| Data for processing |
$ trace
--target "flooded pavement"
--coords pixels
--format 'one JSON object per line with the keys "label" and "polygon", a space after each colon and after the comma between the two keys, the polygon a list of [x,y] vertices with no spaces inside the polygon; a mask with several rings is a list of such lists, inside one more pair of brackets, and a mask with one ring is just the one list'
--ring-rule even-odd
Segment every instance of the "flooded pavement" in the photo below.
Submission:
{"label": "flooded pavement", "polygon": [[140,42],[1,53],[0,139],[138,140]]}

| Aim |
Write out every row above as a numbered list, skipping any blank lines.

| Written solution |
1. $ trace
2. --target "flooded pavement"
3. --coords pixels
4. --format 'one JSON object per line with the keys "label" and "polygon", a space after each colon and after the comma between the two keys, the polygon a list of [x,y] vertices with no spaces inside the polygon; a mask with several rings is a list of such lists, inside one more pair of brackets, and a mask with one ring is just the one list'
5. --ring-rule even-odd
6. Segment every instance of the "flooded pavement" in the photo below.
7. Submission:
8. {"label": "flooded pavement", "polygon": [[140,42],[1,53],[0,139],[138,140]]}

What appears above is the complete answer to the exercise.